╭─ DATASET
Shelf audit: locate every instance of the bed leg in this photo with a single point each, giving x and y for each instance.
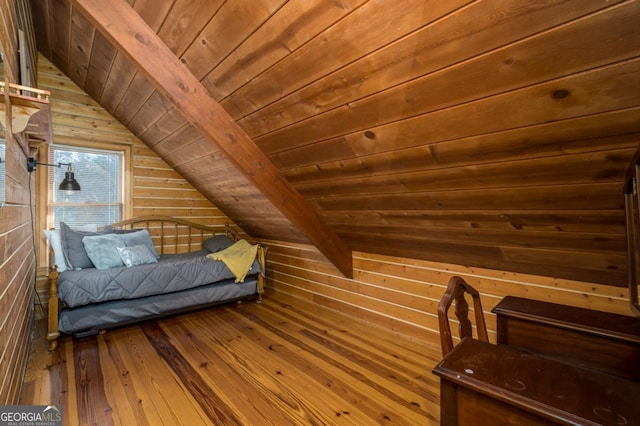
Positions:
(52, 310)
(262, 259)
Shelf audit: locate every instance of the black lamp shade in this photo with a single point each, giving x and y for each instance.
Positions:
(69, 183)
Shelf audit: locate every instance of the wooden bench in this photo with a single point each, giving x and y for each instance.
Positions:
(600, 340)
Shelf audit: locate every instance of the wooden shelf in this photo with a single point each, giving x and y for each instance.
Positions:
(33, 105)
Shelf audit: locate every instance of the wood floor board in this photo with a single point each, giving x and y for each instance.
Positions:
(282, 362)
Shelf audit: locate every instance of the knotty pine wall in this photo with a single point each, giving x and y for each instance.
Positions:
(17, 262)
(402, 294)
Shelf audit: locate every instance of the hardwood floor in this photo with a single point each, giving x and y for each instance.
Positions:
(281, 362)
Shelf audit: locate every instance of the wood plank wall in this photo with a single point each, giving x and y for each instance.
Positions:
(402, 294)
(396, 293)
(155, 188)
(17, 262)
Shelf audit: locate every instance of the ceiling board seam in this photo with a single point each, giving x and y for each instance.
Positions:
(431, 73)
(424, 115)
(231, 51)
(226, 97)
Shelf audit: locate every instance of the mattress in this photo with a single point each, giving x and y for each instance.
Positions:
(90, 319)
(172, 273)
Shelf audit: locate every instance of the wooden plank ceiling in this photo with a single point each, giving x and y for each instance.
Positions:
(483, 133)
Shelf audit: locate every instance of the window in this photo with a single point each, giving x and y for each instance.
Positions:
(100, 175)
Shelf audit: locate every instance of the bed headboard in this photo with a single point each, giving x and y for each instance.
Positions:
(174, 235)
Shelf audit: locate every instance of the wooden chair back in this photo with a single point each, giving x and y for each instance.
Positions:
(456, 290)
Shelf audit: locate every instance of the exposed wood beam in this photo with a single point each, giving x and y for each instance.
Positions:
(128, 32)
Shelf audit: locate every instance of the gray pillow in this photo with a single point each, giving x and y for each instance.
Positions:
(140, 238)
(71, 241)
(102, 250)
(217, 243)
(136, 255)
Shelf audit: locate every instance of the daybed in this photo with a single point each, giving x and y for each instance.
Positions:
(165, 266)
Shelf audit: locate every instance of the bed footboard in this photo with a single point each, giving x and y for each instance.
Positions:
(52, 310)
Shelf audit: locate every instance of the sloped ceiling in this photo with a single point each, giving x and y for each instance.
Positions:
(493, 134)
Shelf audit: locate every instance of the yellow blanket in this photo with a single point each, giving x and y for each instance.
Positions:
(238, 258)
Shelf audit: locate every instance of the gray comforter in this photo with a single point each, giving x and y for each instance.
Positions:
(173, 272)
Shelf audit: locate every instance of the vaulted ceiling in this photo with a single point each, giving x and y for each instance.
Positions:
(483, 133)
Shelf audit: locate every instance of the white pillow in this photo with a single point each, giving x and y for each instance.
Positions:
(53, 236)
(136, 255)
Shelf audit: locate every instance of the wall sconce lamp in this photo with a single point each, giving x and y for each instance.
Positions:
(69, 183)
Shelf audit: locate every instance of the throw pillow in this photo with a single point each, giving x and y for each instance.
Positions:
(217, 243)
(72, 247)
(136, 255)
(102, 250)
(140, 238)
(53, 236)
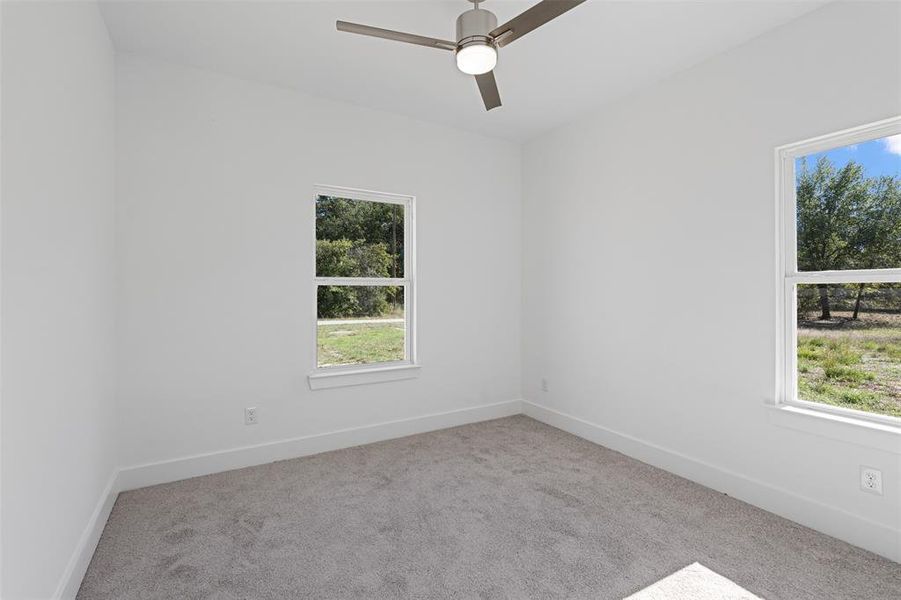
╰─
● TASK GOAL:
Find how many lines in the data above include the string "wooden", and give that number alone.

● TASK RESPONSE:
4